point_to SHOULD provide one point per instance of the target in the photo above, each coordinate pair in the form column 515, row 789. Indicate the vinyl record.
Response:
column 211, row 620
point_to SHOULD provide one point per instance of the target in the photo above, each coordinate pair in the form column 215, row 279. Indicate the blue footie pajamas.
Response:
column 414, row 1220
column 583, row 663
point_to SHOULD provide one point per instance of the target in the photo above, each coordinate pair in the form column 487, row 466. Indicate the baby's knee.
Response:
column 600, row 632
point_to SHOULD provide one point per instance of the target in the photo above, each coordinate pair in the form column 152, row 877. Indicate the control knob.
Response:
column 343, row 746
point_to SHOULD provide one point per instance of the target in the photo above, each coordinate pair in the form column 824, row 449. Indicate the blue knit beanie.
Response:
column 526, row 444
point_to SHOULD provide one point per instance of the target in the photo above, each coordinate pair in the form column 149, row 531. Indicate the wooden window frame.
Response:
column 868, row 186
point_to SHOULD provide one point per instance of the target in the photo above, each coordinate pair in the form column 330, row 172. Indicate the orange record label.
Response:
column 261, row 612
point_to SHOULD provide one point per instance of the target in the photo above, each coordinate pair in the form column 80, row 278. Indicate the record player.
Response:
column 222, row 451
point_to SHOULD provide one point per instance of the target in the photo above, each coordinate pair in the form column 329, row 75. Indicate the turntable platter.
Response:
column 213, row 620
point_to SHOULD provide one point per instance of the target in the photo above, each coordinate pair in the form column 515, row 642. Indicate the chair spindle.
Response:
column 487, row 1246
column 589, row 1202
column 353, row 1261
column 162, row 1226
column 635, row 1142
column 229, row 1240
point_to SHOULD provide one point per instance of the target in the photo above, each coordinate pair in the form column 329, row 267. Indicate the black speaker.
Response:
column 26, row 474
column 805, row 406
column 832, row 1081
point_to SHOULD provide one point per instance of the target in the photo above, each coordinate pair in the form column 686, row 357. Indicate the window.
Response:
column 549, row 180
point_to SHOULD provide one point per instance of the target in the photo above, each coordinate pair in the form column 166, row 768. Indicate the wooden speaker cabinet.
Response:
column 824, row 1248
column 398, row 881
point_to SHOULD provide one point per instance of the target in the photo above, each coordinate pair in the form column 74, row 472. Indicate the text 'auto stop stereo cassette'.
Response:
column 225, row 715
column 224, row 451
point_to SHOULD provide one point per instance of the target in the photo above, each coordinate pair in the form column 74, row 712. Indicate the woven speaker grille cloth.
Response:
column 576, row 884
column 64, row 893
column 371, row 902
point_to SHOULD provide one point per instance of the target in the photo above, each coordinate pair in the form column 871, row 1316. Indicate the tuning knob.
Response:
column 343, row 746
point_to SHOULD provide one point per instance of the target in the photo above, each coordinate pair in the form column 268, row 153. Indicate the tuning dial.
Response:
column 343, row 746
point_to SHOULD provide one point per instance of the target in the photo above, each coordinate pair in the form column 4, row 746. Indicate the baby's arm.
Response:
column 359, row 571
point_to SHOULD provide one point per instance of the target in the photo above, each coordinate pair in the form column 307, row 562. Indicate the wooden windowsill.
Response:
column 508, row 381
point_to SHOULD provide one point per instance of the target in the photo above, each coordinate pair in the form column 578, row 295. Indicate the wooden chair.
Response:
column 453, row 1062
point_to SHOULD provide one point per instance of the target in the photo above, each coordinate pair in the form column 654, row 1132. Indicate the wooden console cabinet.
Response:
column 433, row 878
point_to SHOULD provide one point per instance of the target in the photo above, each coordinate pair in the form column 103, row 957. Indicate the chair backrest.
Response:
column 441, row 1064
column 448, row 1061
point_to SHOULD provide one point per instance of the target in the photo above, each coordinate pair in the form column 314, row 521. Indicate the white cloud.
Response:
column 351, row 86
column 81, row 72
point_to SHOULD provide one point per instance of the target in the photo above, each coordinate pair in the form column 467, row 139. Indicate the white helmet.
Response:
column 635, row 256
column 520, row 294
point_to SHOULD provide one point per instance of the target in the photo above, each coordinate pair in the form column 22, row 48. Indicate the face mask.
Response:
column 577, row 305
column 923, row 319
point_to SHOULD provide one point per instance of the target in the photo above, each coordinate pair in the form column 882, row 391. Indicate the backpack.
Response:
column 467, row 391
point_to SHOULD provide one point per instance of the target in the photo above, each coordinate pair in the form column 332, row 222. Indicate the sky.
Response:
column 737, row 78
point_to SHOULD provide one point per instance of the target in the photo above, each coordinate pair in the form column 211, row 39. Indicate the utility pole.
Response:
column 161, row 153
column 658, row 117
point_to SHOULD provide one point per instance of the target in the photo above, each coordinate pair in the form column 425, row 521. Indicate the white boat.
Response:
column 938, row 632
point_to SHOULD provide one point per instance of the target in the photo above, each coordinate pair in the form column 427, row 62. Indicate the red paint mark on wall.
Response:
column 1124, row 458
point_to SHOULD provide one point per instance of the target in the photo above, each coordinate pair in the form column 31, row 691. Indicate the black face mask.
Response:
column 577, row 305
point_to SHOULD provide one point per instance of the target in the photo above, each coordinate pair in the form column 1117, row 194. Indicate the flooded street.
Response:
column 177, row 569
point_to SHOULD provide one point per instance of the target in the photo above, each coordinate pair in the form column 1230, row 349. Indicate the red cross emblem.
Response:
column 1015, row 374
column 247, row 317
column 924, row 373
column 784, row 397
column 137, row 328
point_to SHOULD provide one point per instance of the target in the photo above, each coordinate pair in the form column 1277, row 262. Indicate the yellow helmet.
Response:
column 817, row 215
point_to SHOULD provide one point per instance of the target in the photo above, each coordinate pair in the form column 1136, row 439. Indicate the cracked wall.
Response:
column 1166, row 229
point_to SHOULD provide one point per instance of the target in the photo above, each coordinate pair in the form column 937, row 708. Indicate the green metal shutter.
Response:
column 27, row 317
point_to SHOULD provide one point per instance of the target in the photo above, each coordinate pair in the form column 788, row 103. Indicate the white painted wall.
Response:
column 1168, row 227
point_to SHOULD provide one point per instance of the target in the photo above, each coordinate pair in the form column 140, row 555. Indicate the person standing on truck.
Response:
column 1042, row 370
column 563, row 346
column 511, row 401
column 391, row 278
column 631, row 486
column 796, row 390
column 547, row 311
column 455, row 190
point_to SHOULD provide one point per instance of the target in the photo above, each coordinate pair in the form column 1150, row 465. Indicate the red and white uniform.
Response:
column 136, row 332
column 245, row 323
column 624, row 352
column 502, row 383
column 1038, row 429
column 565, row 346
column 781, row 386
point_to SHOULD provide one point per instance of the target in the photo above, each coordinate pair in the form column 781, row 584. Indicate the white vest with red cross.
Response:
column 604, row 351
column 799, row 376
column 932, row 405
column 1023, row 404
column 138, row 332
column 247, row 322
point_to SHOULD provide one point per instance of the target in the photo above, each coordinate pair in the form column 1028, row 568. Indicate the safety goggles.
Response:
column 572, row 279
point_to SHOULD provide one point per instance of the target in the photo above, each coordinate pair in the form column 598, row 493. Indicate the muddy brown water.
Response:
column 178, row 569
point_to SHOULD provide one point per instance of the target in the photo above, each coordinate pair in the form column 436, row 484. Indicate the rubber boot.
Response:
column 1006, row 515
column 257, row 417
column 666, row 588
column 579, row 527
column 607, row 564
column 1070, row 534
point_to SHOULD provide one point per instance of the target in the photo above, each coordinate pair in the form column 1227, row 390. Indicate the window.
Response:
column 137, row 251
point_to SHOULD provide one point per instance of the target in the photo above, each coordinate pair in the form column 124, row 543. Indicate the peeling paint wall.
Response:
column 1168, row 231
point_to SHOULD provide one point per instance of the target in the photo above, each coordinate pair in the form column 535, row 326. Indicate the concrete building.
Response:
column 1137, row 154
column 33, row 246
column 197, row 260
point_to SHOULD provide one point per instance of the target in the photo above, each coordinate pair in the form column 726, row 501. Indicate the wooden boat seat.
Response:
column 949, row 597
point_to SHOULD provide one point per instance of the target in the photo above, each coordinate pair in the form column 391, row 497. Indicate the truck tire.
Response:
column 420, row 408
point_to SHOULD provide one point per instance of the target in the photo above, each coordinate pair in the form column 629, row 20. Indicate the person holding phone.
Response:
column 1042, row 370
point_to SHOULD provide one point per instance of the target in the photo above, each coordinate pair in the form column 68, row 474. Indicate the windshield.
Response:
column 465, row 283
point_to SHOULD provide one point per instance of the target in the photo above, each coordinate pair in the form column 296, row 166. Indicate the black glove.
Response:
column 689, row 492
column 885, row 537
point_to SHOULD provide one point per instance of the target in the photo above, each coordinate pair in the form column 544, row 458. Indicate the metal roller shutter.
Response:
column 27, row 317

What needs to be done - Copy out the lines of the entries above word for word, starting at the line containing "and white uniform." and ending at the line containing "column 781, row 386", with both of those lines included.

Reply to the exercise -
point_to SHOULD provide one point per instance of the target in the photo above, each coordinate pair in the form column 1150, row 465. Indicate the red and white uniform.
Response:
column 136, row 332
column 245, row 323
column 624, row 352
column 502, row 383
column 1038, row 429
column 565, row 346
column 781, row 386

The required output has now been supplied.